What is needed | Render every line of the data exactly as written, and leave out the pictures.

******

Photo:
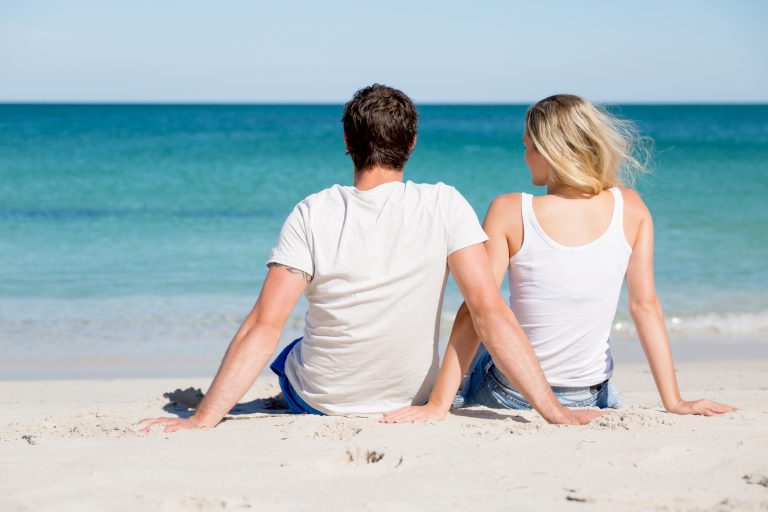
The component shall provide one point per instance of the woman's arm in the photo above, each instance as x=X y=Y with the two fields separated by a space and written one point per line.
x=504 y=337
x=645 y=308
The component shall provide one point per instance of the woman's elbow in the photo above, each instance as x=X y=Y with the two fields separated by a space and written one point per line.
x=641 y=306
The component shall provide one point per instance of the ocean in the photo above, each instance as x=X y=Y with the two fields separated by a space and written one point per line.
x=140 y=231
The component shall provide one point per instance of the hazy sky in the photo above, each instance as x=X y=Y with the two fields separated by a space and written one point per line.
x=436 y=51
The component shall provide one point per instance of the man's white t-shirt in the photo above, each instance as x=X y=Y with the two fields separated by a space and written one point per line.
x=378 y=264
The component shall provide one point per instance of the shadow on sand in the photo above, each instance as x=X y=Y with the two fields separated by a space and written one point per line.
x=182 y=403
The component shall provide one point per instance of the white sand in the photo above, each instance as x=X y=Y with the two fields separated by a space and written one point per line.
x=71 y=445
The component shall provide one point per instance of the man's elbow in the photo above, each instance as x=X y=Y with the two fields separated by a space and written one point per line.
x=487 y=314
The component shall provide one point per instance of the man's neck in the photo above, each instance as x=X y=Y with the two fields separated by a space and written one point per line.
x=372 y=177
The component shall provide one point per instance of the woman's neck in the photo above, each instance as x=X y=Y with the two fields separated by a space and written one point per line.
x=566 y=192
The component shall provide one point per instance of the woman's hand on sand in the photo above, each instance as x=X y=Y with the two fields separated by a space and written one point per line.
x=414 y=414
x=702 y=407
x=173 y=424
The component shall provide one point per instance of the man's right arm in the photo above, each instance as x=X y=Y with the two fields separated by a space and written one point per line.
x=249 y=351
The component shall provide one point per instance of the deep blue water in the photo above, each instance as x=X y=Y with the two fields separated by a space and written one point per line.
x=123 y=223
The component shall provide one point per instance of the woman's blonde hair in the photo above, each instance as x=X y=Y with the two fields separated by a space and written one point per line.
x=586 y=147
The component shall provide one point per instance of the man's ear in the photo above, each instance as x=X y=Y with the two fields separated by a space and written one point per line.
x=410 y=150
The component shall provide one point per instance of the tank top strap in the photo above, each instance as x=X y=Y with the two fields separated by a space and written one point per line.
x=526 y=209
x=617 y=219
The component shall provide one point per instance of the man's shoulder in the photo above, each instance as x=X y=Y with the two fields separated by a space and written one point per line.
x=332 y=194
x=440 y=190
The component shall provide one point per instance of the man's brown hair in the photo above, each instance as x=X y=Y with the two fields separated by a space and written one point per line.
x=380 y=127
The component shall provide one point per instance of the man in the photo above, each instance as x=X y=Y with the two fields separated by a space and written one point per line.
x=373 y=261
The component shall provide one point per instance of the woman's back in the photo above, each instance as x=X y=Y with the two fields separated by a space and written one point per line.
x=565 y=277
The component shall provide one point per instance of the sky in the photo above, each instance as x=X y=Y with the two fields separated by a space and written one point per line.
x=650 y=51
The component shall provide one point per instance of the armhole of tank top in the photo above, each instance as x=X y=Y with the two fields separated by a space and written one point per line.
x=525 y=221
x=617 y=219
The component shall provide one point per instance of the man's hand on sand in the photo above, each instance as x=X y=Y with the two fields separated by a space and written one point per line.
x=173 y=424
x=701 y=407
x=414 y=414
x=576 y=416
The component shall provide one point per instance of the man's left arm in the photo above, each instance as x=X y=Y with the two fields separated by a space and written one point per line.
x=249 y=351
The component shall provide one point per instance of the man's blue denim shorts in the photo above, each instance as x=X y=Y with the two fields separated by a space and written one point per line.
x=294 y=401
x=486 y=385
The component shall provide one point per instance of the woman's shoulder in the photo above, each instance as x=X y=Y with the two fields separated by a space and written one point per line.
x=634 y=206
x=506 y=202
x=504 y=211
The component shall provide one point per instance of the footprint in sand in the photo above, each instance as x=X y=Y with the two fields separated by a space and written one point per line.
x=358 y=459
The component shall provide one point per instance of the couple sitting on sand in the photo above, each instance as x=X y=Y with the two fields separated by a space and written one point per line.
x=373 y=260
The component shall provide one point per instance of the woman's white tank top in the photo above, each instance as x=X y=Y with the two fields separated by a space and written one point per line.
x=565 y=298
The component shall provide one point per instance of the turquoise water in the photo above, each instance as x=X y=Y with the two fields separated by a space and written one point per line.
x=129 y=229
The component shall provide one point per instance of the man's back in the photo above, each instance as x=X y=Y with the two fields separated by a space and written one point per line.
x=378 y=264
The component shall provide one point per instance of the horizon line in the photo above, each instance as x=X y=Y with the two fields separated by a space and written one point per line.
x=334 y=104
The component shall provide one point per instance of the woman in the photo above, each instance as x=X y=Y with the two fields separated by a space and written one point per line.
x=567 y=254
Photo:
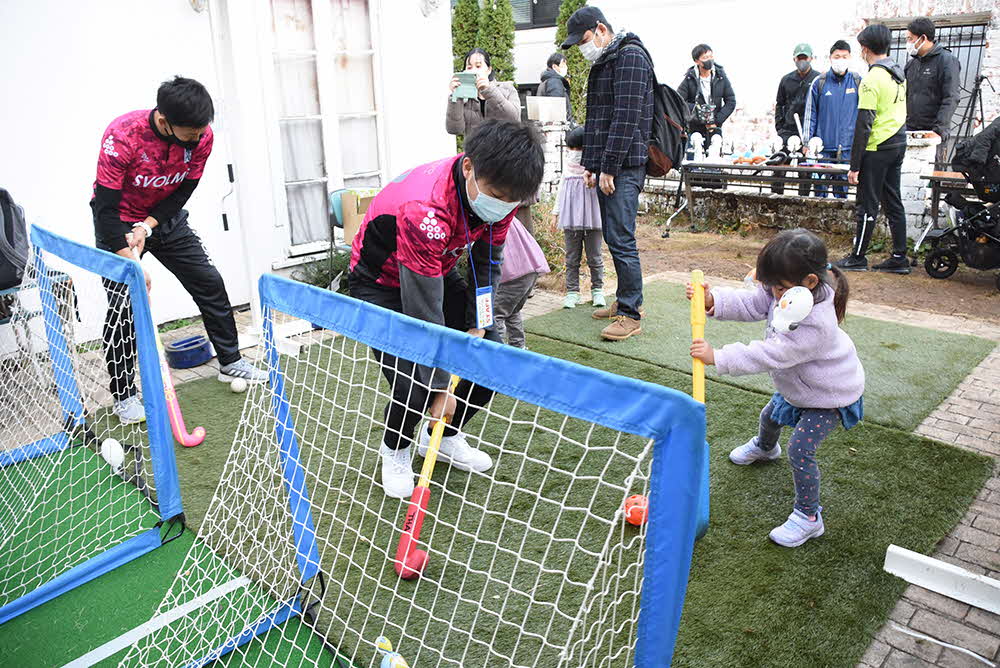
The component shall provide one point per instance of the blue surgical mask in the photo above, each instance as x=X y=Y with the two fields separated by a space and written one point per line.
x=489 y=209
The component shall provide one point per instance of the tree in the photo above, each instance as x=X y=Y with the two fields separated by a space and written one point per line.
x=464 y=30
x=496 y=37
x=579 y=67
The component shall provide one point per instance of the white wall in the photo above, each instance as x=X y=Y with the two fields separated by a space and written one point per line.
x=76 y=66
x=532 y=49
x=416 y=68
x=70 y=69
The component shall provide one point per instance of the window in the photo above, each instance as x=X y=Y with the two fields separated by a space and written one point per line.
x=968 y=43
x=535 y=13
x=326 y=107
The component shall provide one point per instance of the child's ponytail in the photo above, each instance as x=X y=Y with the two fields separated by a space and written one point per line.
x=841 y=291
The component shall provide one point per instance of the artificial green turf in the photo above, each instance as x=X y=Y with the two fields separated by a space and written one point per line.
x=88 y=616
x=85 y=618
x=752 y=603
x=749 y=602
x=83 y=511
x=909 y=371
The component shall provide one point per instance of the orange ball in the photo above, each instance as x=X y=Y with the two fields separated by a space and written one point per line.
x=636 y=509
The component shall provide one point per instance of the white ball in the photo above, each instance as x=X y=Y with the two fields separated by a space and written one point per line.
x=113 y=453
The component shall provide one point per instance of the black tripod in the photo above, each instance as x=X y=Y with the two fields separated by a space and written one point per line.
x=967 y=123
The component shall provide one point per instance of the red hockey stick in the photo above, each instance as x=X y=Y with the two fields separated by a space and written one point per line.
x=410 y=559
x=173 y=407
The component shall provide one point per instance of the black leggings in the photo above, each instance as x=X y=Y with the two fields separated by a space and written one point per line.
x=180 y=250
x=878 y=184
x=410 y=400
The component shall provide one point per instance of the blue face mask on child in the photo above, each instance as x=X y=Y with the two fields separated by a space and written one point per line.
x=489 y=209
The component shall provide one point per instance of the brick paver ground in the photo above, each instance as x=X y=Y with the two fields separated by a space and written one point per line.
x=969 y=418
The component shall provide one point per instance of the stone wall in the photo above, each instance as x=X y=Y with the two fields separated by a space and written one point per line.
x=916 y=195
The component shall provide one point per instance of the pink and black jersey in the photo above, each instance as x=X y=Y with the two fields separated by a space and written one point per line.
x=413 y=234
x=143 y=166
x=417 y=221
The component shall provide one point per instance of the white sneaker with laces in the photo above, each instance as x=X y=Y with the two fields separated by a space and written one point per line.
x=456 y=451
x=797 y=529
x=130 y=411
x=397 y=472
x=241 y=369
x=748 y=453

******

Your solution |
Photo:
The component shall provide one point per instance of the woman's arm in the photo above, each instance as x=X y=Y with the two fields separated by a space and written one point per line.
x=504 y=337
x=645 y=308
The component shall provide one point per instance of the woman's elbow in the photo above, each instance as x=X y=Y with the two fields separated by a space and written one point per line.
x=641 y=306
The component shall provide one point per instance of the ocean in the photo above, each instance as x=X y=Y with the two fields separated by a space and written one point per line.
x=140 y=231
The component shall provide one point per instance of the hazy sky in the photo above, each instance as x=X y=Y with the two fields separated by a space and written one point per line.
x=436 y=51
The component shall provide one point per instance of the man's white t-shirt in the photo above, each instance as x=X y=Y with the two fields separated by a space and written one point per line.
x=378 y=264
The component shall provide one point per instance of the shadow on sand in the photo above, each instance as x=X y=Y with the two fields separated by a space and written one point per line.
x=182 y=403
The component shall provide one point per instance of the white sand in the photo above, each instance as x=X y=Y with the two fields separated by a space and written one point per line.
x=71 y=445
The component shall provide one point per instance of the man's elbow in the photo above, each instance as x=X y=Y with the two fields separated by a space and written one point per line.
x=487 y=314
The component shall provide one point per instance of the man's neck in the photo above, each instance as x=X y=Y with the two fields separated by a space and written one point per line.
x=372 y=177
The component shall provide one point per instance of the woman's neck in the photo above, each instance as x=X y=Y with the two fields separated by a space and written one point per line.
x=566 y=192
The component shall provide one point per instance of the woman's hand on sand in the photo above, each instance as x=X y=Y with the two fields separated by a space and written one point per line.
x=414 y=414
x=702 y=407
x=173 y=424
The component shall provide one point per instance of the man's right arm in the photo above, each instance as x=X y=Y with the two fields separated by a space and written one point per line.
x=249 y=351
The component shall provide one point per instance of the deep blue water in the photo above, each instance as x=X y=Y with the two fields separated by a space and written one point per line.
x=123 y=223
The component shall provide one point per instance of the woman's blonde hair in the photo above, each instance as x=X y=Y with the two fields separated by a space and written one point per line.
x=586 y=147
The component shall provide one point per instance of the man's ear in the photo above, each instance as x=X y=Y with the two fields separated by a space and written one point per line.
x=410 y=150
The component shall provide one point per instance of the tank top strap in the photo above, each instance as x=X y=Y with the two fields separated by a space and written one point per line.
x=526 y=209
x=617 y=219
The component shall provide one point per instance of the man's shoulder in the photo above, each instance as x=X y=Y with the two fields separated by a space and written one point per line.
x=332 y=194
x=440 y=190
The component shall provide one point per instance of the man's brown hair in the photo above, each instance as x=X y=Y with the two fields separated by a space and written one point per line.
x=380 y=127
The component shall provide one point per instance of the man in the photo above, each instance as x=X y=Y with the two fields separated by a space and written one point per line.
x=373 y=261
The component shall provide one point per instance of the woman's back in the photo above, each instance as x=X y=Y with the two fields separated by a space and written one point per line.
x=565 y=277
The component shall provide one point per instance of the sky in the photo above, each instance as x=X y=Y with the two fields separated by a space and written one point per line.
x=650 y=51
The component shall provide one point per instance of the armhole of tank top in the photo above, each instance as x=X y=Y with the two fields separated by a space and written one point per line.
x=525 y=221
x=617 y=219
The component shall provide one point per instance of the man's hand on sand in the photo above, each instance as x=X y=Y with the two fields separated by a space and written one point per line.
x=173 y=424
x=701 y=407
x=414 y=414
x=576 y=416
The component shall provide one point per instance of the man's left arm in the photo above, each instance as x=X y=Y with the two fields separated by a space and written one point per line.
x=249 y=351
The component shall provide one point per instance of the man's blue denim shorts in the photo above, each instance as x=X y=Y with the two fields separated by a space and written one point per line.
x=294 y=401
x=486 y=385
The component shall provide one point per instance of the woman's shoulder in the photo above, each instance as x=X y=Y with the two fields separated by a space and written one point per line.
x=634 y=206
x=506 y=202
x=504 y=211
The component shall provide one point per instance of the footprint in sand in the photo above, each instance as x=X y=Y with the two fields separated by a space and written one point per line.
x=358 y=459
The component shall provide one point per instance of the couple sitting on sand in the photo above, each instance as x=X y=Y with the two fields separated by a space and written one point per line.
x=373 y=260
The component shall provide one point per instance of the woman's white tank top in the photo above, each instance as x=X y=Y with the two fields separated by a space and written one point per line.
x=565 y=298
The component shall provide one point per instance of the turquoise water in the photo above, each instance as x=X y=Y with the two fields separated by a space and written one point per line.
x=129 y=229
The component shall provide one point per instance of the man's back in the photo above, each instance as x=X y=Y with the two fields separated by a space and written one point per line.
x=378 y=264
The component shall provide one point per instance of the horizon line in the photo above, each instance as x=X y=Y with the two fields separated by a space and written one point per line.
x=334 y=104
The component shall provide one point per instance of the woman in the photo above, each instance as x=X y=Y with the two fields separated by a space and written one point per line.
x=567 y=254
Photo:
The component shall provide one point per instance of the blue surgical mask in the photo above, each instance as x=X y=Y with the two fields separated by a space and written one point per line.
x=489 y=209
The component shall provide one point per instance of the tree in the photo above, each instance as x=X y=Y with the two fields separated by a space and written one point per line.
x=464 y=30
x=496 y=37
x=579 y=67
The component shall provide one point per instance of the white wall in the photo above, each instance as x=X y=Y with the two fields separated by a space and written one point per line.
x=76 y=66
x=532 y=49
x=416 y=68
x=70 y=69
The component shall provide one point per instance of the window in the photo above, each instance as x=X y=Y with the two fields separated by a space and written one point per line.
x=968 y=43
x=535 y=13
x=326 y=107
The component shall provide one point per instance of the child's ponytail in the photo above, each instance as x=X y=Y with the two fields separated by a space and written one point per line.
x=841 y=291
The component shall provide one point per instance of the artificial green turf in the photo above, each instance as x=X y=Y with the two fields separated by a space and written one point per line.
x=88 y=616
x=85 y=618
x=752 y=603
x=749 y=602
x=83 y=511
x=909 y=371
The component shall provide one point per instance of the orange ball in the photo above, each instance as x=X y=Y with the two fields separated by a space and written one point per line.
x=636 y=509
The component shall provide one point per instance of the white ball in the photo above, each instance as x=X y=Y with the two fields separated by a space and written one point per line.
x=113 y=453
The component shall provide one point per instance of the black tripod in the photo above, each instance as x=X y=Y with the two fields separated by a space and written one point per line.
x=967 y=123
The component shall provide one point per instance of the red hockey stick in the photo above, each instance as x=X y=Y with the two fields separated by a space and written one point per line.
x=410 y=559
x=173 y=407
The component shall provide one point per instance of the black leggings in the photo above, each instance as x=X y=Y with the two fields separated by a space and written one point per line.
x=180 y=250
x=878 y=184
x=410 y=400
The component shall provide one point per instance of the blue face mask on child in the photo above, each instance as x=X y=Y with the two fields separated by a space and written one point per line.
x=489 y=209
The component shall provide one point per instance of the brick paver ground in the photo above, each instance as x=X y=Y with the two fields separated by a space and written one point per line.
x=969 y=418
The component shall provide one point per instance of the stone wall in the photo above, each instance as x=X y=Y with the two fields separated by a space and written one point per line.
x=916 y=195
The component shall provide one point per instance of the pink and black jersey in the photo above, each instance as x=X y=Y with the two fields separated by a space and written one point per line.
x=413 y=234
x=143 y=166
x=417 y=221
The component shall provide one point per instance of the white sneaker with laces in the photo above, each instance as x=X y=Y with the two fields separated by a space and written one point per line.
x=456 y=451
x=797 y=529
x=130 y=411
x=397 y=472
x=241 y=369
x=748 y=453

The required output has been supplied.